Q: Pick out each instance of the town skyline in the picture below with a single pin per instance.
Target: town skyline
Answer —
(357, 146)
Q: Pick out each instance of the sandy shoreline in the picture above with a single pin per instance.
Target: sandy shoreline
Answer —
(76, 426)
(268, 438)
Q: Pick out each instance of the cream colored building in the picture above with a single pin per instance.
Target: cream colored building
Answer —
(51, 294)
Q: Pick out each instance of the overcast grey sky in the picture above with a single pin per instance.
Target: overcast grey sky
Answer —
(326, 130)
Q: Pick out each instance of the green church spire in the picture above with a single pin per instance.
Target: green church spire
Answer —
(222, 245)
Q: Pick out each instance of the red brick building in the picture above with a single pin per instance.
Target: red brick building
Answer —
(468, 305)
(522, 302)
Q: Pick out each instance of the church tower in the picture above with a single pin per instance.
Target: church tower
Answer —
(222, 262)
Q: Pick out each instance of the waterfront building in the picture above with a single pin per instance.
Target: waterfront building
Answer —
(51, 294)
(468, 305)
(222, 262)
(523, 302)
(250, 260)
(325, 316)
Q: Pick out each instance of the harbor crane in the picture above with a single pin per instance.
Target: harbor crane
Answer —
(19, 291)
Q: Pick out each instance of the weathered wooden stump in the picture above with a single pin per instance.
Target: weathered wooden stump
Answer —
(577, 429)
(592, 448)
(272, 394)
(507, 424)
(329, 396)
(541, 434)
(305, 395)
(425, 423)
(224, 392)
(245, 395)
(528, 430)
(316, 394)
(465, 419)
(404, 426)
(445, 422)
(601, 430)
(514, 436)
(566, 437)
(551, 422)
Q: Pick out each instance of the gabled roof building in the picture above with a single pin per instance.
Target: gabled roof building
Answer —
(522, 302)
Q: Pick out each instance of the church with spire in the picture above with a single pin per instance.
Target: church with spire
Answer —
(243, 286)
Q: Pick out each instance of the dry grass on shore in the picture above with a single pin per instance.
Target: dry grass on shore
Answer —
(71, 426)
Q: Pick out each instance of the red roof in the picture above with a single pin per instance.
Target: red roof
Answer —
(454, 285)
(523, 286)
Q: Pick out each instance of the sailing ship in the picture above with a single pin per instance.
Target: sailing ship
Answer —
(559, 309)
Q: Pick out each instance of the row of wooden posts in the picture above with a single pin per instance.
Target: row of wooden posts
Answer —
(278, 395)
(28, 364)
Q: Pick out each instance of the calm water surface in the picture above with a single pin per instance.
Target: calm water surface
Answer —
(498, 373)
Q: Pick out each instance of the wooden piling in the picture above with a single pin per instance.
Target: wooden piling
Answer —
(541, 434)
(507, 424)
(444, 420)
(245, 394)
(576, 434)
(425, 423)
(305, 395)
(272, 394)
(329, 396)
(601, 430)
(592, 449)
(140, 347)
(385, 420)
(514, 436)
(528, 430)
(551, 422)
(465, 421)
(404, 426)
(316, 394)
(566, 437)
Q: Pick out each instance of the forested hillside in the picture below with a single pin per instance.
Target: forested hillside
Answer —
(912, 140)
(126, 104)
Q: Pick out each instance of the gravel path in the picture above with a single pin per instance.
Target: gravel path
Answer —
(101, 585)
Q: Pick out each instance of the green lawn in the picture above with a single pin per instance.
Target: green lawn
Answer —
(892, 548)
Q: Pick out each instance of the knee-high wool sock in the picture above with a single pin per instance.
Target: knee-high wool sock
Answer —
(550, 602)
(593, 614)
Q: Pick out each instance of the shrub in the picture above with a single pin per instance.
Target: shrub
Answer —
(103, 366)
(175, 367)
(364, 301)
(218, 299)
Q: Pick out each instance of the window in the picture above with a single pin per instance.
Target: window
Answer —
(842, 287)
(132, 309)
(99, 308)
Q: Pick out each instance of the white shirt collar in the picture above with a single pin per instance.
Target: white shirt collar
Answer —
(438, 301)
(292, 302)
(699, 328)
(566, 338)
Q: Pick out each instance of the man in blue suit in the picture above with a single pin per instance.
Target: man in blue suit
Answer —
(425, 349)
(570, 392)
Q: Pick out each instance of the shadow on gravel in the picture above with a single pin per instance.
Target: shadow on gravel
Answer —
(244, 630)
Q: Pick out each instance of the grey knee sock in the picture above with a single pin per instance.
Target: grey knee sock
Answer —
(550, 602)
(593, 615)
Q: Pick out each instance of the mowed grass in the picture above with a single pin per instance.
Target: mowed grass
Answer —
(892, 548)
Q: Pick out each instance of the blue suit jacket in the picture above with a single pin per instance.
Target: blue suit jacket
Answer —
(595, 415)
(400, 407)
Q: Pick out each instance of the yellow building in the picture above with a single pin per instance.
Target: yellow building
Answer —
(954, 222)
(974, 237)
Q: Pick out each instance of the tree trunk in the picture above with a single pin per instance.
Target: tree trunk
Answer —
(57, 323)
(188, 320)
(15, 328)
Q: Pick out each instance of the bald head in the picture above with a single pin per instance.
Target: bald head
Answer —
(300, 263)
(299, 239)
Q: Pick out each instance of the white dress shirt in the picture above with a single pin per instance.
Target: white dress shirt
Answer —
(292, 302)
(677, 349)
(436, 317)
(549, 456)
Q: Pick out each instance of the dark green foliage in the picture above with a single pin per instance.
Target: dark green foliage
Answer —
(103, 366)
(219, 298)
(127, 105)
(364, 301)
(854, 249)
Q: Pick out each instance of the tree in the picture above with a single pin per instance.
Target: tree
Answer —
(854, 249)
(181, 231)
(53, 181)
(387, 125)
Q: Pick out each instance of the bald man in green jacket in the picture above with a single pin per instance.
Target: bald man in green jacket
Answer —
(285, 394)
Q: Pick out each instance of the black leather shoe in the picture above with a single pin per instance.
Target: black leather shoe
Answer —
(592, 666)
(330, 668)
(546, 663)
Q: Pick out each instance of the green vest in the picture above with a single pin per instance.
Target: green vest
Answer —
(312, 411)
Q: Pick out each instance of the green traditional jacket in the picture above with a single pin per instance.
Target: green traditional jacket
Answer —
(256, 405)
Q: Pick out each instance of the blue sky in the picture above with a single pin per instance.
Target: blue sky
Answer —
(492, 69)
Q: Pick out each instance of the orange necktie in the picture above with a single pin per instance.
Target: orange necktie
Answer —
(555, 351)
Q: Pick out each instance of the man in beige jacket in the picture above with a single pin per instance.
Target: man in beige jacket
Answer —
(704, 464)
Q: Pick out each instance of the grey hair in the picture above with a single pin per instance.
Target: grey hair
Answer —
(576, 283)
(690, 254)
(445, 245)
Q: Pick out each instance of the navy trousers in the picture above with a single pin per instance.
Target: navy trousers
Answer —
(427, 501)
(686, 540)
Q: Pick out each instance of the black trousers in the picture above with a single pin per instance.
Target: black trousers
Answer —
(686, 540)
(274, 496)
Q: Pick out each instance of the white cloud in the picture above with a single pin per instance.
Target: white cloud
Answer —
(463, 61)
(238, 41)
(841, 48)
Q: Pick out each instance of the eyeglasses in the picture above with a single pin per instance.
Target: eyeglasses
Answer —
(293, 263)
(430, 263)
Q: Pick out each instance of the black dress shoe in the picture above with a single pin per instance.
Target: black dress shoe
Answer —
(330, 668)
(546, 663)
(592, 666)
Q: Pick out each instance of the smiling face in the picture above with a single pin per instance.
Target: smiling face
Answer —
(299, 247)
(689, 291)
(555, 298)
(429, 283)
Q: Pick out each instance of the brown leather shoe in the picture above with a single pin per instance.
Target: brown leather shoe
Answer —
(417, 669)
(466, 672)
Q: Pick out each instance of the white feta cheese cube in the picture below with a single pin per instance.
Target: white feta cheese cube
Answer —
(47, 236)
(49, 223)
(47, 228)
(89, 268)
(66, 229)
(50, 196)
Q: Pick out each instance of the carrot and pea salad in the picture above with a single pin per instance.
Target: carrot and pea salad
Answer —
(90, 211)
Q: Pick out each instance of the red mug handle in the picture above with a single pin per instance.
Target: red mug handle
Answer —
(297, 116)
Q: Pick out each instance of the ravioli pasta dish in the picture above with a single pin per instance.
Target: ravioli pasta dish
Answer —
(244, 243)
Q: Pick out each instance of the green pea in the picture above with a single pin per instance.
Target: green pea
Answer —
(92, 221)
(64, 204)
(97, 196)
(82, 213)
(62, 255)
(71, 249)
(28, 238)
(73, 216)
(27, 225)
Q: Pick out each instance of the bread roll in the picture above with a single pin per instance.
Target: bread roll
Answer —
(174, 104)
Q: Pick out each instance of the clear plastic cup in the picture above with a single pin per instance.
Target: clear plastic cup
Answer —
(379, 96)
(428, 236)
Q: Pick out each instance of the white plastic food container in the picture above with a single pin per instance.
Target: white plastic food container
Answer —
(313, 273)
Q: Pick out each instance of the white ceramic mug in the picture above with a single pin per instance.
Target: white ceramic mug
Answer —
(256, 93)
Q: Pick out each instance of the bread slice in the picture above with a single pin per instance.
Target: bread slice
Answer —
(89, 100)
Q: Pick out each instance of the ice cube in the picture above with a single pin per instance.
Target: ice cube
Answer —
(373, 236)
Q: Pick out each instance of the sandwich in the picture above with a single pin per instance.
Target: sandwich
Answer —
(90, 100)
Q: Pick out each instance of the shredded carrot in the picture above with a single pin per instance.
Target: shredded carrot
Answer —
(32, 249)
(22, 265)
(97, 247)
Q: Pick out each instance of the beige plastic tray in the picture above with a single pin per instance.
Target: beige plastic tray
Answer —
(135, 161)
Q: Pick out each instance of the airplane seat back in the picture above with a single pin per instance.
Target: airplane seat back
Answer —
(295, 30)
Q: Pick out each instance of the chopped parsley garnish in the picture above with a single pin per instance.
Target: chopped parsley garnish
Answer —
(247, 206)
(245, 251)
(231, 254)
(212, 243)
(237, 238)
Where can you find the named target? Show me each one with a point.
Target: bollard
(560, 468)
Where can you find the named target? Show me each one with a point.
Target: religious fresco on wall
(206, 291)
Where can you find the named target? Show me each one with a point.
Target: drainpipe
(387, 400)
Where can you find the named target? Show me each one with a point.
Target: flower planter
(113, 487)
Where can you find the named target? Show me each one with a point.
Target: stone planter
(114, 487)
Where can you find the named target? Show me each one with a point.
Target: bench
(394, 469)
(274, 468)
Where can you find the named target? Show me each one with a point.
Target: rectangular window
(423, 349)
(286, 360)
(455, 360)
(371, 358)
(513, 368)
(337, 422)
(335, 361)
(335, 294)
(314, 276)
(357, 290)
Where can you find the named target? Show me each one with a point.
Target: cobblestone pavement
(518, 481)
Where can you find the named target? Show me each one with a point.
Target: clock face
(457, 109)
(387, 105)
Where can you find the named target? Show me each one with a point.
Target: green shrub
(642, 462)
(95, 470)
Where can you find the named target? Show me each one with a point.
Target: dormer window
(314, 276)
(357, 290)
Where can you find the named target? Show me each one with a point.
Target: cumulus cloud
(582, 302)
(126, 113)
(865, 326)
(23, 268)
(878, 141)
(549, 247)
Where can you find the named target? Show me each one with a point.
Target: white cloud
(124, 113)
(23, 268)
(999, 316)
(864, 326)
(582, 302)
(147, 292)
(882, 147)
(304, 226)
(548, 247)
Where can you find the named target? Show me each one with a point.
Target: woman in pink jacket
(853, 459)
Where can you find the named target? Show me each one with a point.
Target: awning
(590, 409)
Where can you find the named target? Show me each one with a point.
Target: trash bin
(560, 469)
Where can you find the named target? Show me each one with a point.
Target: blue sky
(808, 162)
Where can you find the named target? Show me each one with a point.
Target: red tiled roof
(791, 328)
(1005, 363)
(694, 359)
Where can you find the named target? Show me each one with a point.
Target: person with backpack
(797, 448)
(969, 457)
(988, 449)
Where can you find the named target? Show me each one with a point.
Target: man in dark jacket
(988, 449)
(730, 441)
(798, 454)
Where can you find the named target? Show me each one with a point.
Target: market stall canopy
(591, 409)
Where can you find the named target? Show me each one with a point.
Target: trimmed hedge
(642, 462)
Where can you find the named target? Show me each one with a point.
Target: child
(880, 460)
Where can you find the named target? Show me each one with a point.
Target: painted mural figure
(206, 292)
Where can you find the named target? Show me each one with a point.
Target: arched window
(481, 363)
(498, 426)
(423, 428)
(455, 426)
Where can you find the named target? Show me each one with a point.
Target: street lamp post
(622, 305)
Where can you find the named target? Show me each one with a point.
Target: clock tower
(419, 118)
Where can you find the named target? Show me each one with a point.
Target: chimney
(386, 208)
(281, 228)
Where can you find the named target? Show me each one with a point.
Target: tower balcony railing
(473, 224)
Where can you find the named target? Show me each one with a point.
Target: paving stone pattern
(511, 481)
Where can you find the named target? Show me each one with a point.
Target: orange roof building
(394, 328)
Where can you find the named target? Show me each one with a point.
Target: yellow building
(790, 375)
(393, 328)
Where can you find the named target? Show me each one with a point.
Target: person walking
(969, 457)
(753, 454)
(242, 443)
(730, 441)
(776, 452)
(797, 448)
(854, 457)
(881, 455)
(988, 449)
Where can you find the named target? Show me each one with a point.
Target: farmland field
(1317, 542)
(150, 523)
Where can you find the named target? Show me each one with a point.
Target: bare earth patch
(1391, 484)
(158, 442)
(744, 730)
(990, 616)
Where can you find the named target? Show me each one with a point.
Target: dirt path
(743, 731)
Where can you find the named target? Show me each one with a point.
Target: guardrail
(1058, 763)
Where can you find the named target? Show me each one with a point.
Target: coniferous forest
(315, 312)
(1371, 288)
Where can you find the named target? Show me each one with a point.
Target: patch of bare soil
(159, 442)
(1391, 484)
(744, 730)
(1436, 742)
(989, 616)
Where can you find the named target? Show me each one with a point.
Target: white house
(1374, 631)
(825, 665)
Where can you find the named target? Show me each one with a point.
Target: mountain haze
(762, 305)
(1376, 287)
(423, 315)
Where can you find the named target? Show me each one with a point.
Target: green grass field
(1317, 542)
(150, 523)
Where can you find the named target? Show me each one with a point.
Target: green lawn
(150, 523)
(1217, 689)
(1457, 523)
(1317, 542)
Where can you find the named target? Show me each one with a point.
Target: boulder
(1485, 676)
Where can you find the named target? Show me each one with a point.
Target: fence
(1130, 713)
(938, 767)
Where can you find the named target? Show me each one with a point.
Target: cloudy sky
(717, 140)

━━━━━━━━

WORK TO COMPLETE: What is needed is every line from the data above that includes the string "gabled", copied out.

ANSWER SPACE:
Q: Pick out each instance of the gabled roof building in the picture above with a single pin per instance.
Target: gabled roof building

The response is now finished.